*Exercício proposto*
Extraia dos comentários sobre quilombos o trecho que começa em "eii to pensando" e termina em "voltar, te procuro.", copiando-o sem nenhuma alteração.

*Trecho do documento*
Adorei o texto e as tuas lembranças....eu to viajando na história lembrando como seríamos tratados se estivessemos há uns séculos.....do jeuito que sou atrevido ou estaria preso ou no tronco.rsrsrs....mas o mais provável é que eu fundasse um quilombo.
eii to pensando naquele assunto. qdo chegar em nossa ilhota me procura...
beijos!!!!!

Dona Reis disse...

Albert,
tu irias amar. Voltarias apaixonado, com certeza! Vamos sim. Vamos trocar muita coisa boa acerca do que adoramos!
Te amo!
Saudades!


Ri?
Amore, também eu já voltei muitas vezes no tempo e tentei me imaginar, com a personalidade que tenho, como seria eu! Vc seria um guerreiro!
Preocupe não...assim que voltar, te procuro.
Saudades de ti também,pequeno!
Bjosss

Dulce Miller disse...

Nossa, que história bonita esta! Já tinha ouvido falar de quilombos, mas nunca tinha lido nada como você descreveu!
Adorei, obrigada por compartilhar!

Beijos!

Dona Reis disse...

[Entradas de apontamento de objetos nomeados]
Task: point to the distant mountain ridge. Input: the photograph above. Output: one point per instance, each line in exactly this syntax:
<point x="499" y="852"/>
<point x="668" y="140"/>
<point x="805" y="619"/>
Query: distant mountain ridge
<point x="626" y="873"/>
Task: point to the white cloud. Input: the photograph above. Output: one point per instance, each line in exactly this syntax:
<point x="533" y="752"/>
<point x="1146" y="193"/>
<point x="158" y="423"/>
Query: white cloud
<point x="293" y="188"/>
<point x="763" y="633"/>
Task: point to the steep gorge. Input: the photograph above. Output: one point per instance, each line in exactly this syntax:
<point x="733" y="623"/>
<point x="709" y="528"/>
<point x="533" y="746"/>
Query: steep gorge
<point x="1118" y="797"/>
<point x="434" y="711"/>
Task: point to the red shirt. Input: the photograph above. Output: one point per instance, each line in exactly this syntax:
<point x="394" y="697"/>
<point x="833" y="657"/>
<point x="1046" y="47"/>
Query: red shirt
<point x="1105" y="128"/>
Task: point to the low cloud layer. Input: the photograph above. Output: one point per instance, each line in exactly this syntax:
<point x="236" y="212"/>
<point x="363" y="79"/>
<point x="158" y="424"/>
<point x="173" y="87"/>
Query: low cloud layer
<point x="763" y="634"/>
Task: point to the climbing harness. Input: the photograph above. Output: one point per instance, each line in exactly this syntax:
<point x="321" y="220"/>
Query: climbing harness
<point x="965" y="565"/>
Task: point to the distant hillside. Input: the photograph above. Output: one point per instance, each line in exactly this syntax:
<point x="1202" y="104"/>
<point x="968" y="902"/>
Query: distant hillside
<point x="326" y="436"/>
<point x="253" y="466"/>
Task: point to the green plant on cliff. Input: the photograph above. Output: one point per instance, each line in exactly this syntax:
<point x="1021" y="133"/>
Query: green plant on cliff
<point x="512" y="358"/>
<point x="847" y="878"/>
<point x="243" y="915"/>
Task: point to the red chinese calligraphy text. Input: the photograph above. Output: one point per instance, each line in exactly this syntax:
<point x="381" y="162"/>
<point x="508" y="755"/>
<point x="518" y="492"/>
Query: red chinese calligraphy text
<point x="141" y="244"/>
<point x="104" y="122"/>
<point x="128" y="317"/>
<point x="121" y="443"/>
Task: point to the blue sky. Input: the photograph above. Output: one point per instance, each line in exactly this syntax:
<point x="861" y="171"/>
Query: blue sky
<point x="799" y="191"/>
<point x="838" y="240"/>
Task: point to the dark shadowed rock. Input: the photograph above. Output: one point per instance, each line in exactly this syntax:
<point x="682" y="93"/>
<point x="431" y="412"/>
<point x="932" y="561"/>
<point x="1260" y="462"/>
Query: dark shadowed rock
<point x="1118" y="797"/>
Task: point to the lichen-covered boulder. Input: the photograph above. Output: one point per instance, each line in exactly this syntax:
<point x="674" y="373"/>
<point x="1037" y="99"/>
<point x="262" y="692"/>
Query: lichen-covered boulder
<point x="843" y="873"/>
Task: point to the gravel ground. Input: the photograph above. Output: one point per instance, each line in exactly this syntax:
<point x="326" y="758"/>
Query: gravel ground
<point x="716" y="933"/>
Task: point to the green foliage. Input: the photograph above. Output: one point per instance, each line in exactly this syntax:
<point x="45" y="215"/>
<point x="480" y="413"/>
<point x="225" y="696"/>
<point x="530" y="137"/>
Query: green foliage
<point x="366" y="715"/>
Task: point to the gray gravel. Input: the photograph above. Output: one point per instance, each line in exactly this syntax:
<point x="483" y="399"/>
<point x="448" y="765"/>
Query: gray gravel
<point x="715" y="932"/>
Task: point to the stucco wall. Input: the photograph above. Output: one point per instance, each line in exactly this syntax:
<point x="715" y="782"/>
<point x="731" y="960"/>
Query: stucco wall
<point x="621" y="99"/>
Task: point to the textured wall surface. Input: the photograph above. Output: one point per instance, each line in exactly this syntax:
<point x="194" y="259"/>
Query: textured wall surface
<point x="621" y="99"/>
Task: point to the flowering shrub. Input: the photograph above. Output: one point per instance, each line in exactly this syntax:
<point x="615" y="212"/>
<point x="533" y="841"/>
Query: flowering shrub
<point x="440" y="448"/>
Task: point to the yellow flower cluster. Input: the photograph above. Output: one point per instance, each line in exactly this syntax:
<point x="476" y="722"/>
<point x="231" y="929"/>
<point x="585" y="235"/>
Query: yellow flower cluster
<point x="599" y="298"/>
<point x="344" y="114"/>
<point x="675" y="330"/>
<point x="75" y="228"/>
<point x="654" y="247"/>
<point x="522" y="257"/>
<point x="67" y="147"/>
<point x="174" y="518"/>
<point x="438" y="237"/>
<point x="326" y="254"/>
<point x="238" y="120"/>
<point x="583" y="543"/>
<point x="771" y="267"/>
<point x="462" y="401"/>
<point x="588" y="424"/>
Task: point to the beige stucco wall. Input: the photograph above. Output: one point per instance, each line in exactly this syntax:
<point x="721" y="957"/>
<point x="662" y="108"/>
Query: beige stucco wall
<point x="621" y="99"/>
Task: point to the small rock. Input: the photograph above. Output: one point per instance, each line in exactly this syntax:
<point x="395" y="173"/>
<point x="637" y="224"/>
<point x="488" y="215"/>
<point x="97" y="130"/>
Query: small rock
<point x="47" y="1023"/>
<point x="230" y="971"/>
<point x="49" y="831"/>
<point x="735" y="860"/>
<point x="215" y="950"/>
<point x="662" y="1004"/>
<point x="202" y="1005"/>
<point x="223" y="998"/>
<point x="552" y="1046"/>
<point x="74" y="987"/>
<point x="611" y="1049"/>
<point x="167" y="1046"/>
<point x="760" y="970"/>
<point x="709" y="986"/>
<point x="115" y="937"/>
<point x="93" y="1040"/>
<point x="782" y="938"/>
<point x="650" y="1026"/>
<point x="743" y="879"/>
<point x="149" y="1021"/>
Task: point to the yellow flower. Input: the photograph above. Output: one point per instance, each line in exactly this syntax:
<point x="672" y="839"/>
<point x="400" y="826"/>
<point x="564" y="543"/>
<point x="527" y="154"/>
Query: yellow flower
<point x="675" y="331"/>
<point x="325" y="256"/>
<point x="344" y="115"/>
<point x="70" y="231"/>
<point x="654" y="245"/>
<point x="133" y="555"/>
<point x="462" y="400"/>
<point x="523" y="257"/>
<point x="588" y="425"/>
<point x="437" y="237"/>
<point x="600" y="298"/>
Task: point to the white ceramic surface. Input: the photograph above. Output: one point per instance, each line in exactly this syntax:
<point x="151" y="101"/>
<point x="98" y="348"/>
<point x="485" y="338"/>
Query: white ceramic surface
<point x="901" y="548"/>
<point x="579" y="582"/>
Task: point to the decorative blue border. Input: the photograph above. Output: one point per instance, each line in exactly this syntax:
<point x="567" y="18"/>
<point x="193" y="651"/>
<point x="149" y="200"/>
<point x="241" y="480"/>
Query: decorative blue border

*Resposta ao exercício*
eii to pensando naquele assunto. qdo chegar em nossa ilhota me procura...
beijos!!!!!

Dona Reis disse...

Albert,
tu irias amar. Voltarias apaixonado, com certeza! Vamos sim. Vamos trocar muita coisa boa acerca do que adoramos!
Te amo!
Saudades!


Ri?
Amore, também eu já voltei muitas vezes no tempo e tentei me imaginar, com a personalidade que tenho, como seria eu! Vc seria um guerreiro!
Preocupe não...assim que voltar, te procuro.